* _Kutipan Teks_:
######
Bisnis.com, JAKARTA — Asosiasi Pertekstilan Indonesia (API) menyatakan industri tekstil dalam negeri perlahan bakal menaikkan harga jual produk mereka akibat melesatnya harga bahan baku kapas di pasar internasional belakangan ini.
Ketua Umum Asosiasi Pertekstilan Indonesia (API) Jemmy Kartiwa Sastraatmaja mengatakan peningkatan harga itu terjadi pada bahan baku yang mayoritas digunakan di Indonesia seperti polyester dan rayon.
“Dampaknya yang pasti ada penyesuaian harga jual, memang penyesuaian harga jual menaikkannya itu perlu waktu,” kata Jemmy melalui sambungan telepon kepada Bisnis, Selasa (12/10/2021).
Melansir China Chemical & Fiber Economic Information Network (CCFEI), Jemmy menuturkan harga serat polyester mengalami peningkatan sebesar 11 persen selama dua pekan terakhir. Kenaikkan harga serat tersebut, menurut dia, turut dipengaruhi oleh krisis energi yang melanda Negeri Tirai Bambu itu.
“Kita tidak bisa berbuat banyak karena ini adalah barang komoditi, harga bahan baku polyester, kapas, dan rayon mengikuti harga market di dunia, kita harus menyesuaikan” kata dia.
Kementerian Perindustrian tengah berfokus mengembangkan bahan baku pengganti seperti rayon, polyester hingga serat bambu untuk mengantisipasi kenaikan harga kapas di pasar internasional yang melampui US$1 per pon untuk pertama kalinya selama hampir satu dekade lalu.
Baca Juga
Sebelumnya, Direktur Industri Tekstil, Kulit, dan Alas Kaki Kemenperin Elis Masitoh mengatakan langkah itu menjadi solusi yang dapat diambil untuk mengatasi gejolak harga kapas di pasar internasional.
Selain itu, Elis menambahkan kementeriannya tengah mendorong pencampuran sejumlah bahan baku pengganti untuk dapat menghasilkan produk yang memenuhi standar ekspor.
######
* _Catatan Data_:
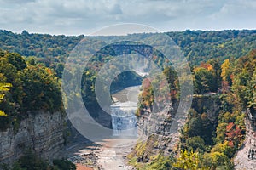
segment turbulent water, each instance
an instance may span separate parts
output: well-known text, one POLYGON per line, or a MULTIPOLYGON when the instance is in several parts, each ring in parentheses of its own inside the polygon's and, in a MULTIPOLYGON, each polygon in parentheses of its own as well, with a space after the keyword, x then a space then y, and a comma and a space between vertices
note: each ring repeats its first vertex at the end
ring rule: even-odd
POLYGON ((134 86, 116 93, 117 100, 111 105, 113 136, 137 136, 137 124, 135 111, 140 86, 134 86))

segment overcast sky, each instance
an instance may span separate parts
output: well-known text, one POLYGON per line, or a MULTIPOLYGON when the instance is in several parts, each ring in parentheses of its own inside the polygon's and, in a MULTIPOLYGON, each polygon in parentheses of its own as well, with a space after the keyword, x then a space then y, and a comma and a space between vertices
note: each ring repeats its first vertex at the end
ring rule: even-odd
POLYGON ((88 35, 120 23, 161 31, 256 29, 255 0, 0 0, 0 29, 88 35))

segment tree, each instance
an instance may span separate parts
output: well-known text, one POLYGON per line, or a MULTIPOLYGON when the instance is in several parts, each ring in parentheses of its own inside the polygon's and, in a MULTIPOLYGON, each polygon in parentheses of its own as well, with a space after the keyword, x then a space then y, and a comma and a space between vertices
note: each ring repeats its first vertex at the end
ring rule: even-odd
POLYGON ((26 67, 25 60, 16 53, 9 53, 6 54, 9 63, 12 64, 17 71, 21 71, 26 67))
POLYGON ((210 167, 202 165, 202 160, 200 159, 199 154, 197 152, 188 152, 187 150, 181 150, 180 156, 177 158, 177 162, 173 163, 172 166, 174 167, 177 167, 177 169, 210 169, 210 167))

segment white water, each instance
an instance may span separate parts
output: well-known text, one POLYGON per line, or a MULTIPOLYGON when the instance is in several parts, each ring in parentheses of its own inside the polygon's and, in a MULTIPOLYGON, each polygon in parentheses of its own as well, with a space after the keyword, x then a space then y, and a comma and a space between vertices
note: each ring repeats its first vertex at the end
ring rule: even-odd
POLYGON ((119 100, 111 105, 113 136, 137 137, 137 124, 135 111, 140 86, 125 88, 113 94, 119 100))

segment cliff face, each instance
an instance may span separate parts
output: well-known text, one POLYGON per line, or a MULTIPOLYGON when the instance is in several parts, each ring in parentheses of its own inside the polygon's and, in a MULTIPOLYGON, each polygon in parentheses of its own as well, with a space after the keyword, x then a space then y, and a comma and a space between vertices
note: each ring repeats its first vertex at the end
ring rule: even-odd
MULTIPOLYGON (((139 136, 145 138, 138 142, 137 148, 139 150, 135 149, 131 153, 133 156, 137 155, 137 162, 147 162, 151 156, 158 153, 169 156, 176 150, 181 135, 180 130, 184 125, 187 116, 187 113, 185 113, 183 117, 178 117, 177 120, 175 114, 178 105, 178 101, 174 101, 171 105, 166 106, 161 112, 155 114, 151 113, 150 110, 146 110, 138 118, 139 136), (173 128, 173 127, 175 128, 173 128), (173 129, 177 129, 177 131, 172 132, 173 129)), ((191 108, 201 114, 205 112, 209 120, 215 122, 219 105, 218 95, 206 94, 194 96, 191 108)))
POLYGON ((0 162, 12 163, 27 150, 43 159, 58 157, 64 147, 65 116, 61 112, 29 113, 19 129, 0 132, 0 162))
POLYGON ((235 169, 255 169, 256 167, 256 113, 252 113, 247 110, 247 116, 245 119, 246 139, 243 146, 235 156, 235 169), (250 150, 253 150, 253 157, 250 150))

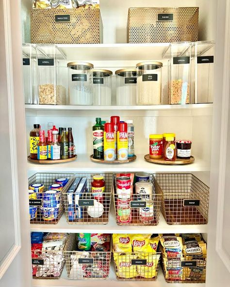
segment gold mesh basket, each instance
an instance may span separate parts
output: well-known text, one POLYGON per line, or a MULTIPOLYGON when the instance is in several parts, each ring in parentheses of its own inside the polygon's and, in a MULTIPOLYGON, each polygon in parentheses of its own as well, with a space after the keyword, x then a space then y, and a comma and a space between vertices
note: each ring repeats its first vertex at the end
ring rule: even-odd
POLYGON ((209 188, 190 174, 155 175, 162 193, 161 210, 168 224, 208 223, 209 188))
POLYGON ((31 43, 103 43, 100 9, 33 9, 31 12, 31 43))
POLYGON ((130 8, 128 43, 198 40, 199 8, 130 8))

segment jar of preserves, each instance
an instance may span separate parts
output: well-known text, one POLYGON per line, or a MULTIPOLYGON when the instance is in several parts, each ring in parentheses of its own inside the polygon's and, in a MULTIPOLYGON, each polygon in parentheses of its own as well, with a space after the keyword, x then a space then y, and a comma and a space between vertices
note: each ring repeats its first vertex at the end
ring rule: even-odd
POLYGON ((149 158, 161 159, 163 156, 163 136, 162 134, 149 135, 149 158))

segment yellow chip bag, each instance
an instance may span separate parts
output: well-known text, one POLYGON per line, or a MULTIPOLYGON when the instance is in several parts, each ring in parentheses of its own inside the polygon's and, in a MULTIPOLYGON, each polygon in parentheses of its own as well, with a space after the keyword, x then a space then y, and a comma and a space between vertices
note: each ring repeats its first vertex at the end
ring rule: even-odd
POLYGON ((113 234, 113 244, 115 252, 132 252, 132 244, 129 234, 113 234))

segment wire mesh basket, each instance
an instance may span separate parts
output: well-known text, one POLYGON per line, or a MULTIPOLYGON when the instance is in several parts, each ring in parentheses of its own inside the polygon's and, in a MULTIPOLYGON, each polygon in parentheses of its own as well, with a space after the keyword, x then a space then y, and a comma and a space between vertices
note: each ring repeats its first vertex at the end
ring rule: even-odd
POLYGON ((111 261, 109 251, 76 251, 77 237, 72 238, 71 249, 65 252, 67 275, 69 279, 106 279, 111 261))
POLYGON ((112 192, 118 225, 157 225, 158 224, 162 194, 161 189, 152 175, 149 181, 153 186, 152 194, 131 194, 121 198, 116 193, 116 177, 114 175, 112 192))
MULTIPOLYGON (((109 221, 111 201, 112 174, 100 174, 105 181, 105 192, 63 193, 66 221, 69 224, 107 224, 109 221)), ((91 191, 91 182, 96 174, 77 174, 76 178, 86 177, 88 191, 91 191)))
POLYGON ((168 224, 208 223, 209 188, 190 174, 155 175, 162 194, 161 210, 168 224))
POLYGON ((39 192, 29 194, 30 216, 31 223, 57 224, 64 211, 63 192, 67 191, 74 179, 74 174, 41 173, 35 174, 29 179, 29 186, 40 184, 39 192), (45 192, 49 187, 55 183, 58 178, 69 179, 67 183, 61 191, 53 193, 45 192))
POLYGON ((67 238, 62 250, 40 249, 32 251, 33 277, 36 279, 60 278, 65 266, 64 252, 71 248, 72 234, 67 238))
POLYGON ((156 280, 161 252, 113 252, 116 277, 122 280, 156 280))

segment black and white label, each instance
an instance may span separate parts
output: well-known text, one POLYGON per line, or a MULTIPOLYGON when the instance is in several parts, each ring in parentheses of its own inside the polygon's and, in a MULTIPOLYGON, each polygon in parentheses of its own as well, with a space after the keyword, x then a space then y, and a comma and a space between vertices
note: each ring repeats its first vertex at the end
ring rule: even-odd
POLYGON ((157 74, 146 74, 142 76, 142 81, 157 81, 157 74))
POLYGON ((173 21, 172 13, 159 13, 157 15, 158 21, 173 21))
POLYGON ((22 64, 24 66, 29 66, 30 64, 30 59, 28 58, 23 58, 22 59, 22 64))
POLYGON ((183 206, 199 206, 199 199, 184 199, 183 206))
POLYGON ((197 261, 181 261, 181 267, 196 267, 197 261))
POLYGON ((190 57, 174 57, 174 64, 189 64, 190 63, 190 57))
POLYGON ((136 78, 125 78, 125 84, 136 84, 136 78))
POLYGON ((70 15, 66 14, 65 15, 55 15, 55 22, 70 22, 70 15))
POLYGON ((146 259, 132 259, 131 260, 131 265, 146 265, 147 264, 146 259))
POLYGON ((104 79, 103 78, 94 78, 94 84, 103 84, 104 79))
POLYGON ((29 199, 29 205, 33 206, 42 206, 42 199, 29 199))
POLYGON ((146 201, 139 201, 138 200, 130 202, 131 207, 141 208, 146 207, 146 201))
POLYGON ((94 200, 93 199, 79 199, 78 205, 79 206, 94 206, 94 200))
POLYGON ((32 258, 32 264, 36 264, 36 265, 44 265, 44 260, 43 259, 32 258))
POLYGON ((93 264, 93 258, 79 258, 78 259, 79 264, 93 264))
POLYGON ((214 56, 199 56, 197 57, 197 64, 214 63, 214 56))
POLYGON ((72 80, 73 81, 86 82, 87 81, 87 75, 85 74, 73 74, 72 80))
POLYGON ((38 59, 37 64, 39 66, 53 66, 54 61, 53 59, 38 59))

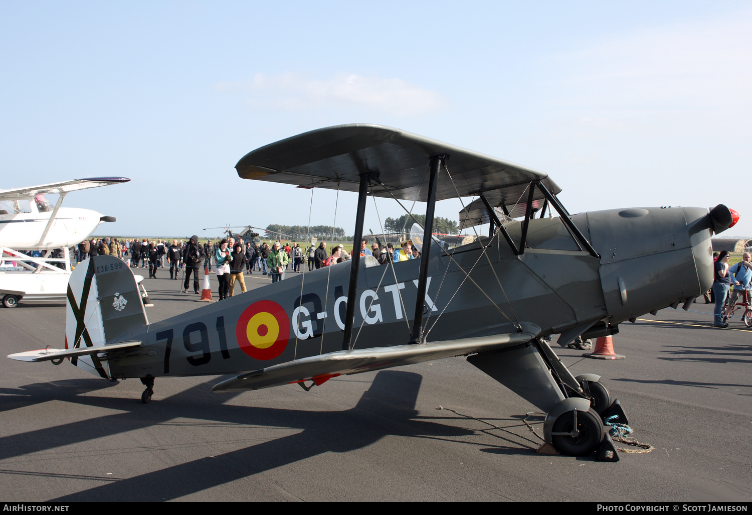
######
* _Soal Latihan_:
1. Tuliskan kembali sebagian kutipan tentang industri tekstil tanpa mengubah satu kata pun: mulailah dari kata-kata "Bisnis.com, JAKARTA —" dan akhiri setelah "Bisnis, Selasa (12/10/2021).".
2. Berdasarkan kutipan tentang industri tekstil, berapa persen kenaikan harga serat polyester selama dua pekan terakhir?

* _Kunci Jawaban_:
1.
Bisnis.com, JAKARTA — Asosiasi Pertekstilan Indonesia (API) menyatakan industri tekstil dalam negeri perlahan bakal menaikkan harga jual produk mereka akibat melesatnya harga bahan baku kapas di pasar internasional belakangan ini.
Ketua Umum Asosiasi Pertekstilan Indonesia (API) Jemmy Kartiwa Sastraatmaja mengatakan peningkatan harga itu terjadi pada bahan baku yang mayoritas digunakan di Indonesia seperti polyester dan rayon.
“Dampaknya yang pasti ada penyesuaian harga jual, memang penyesuaian harga jual menaikkannya itu perlu waktu,” kata Jemmy melalui sambungan telepon kepada Bisnis, Selasa (12/10/2021).

2. 11 persen.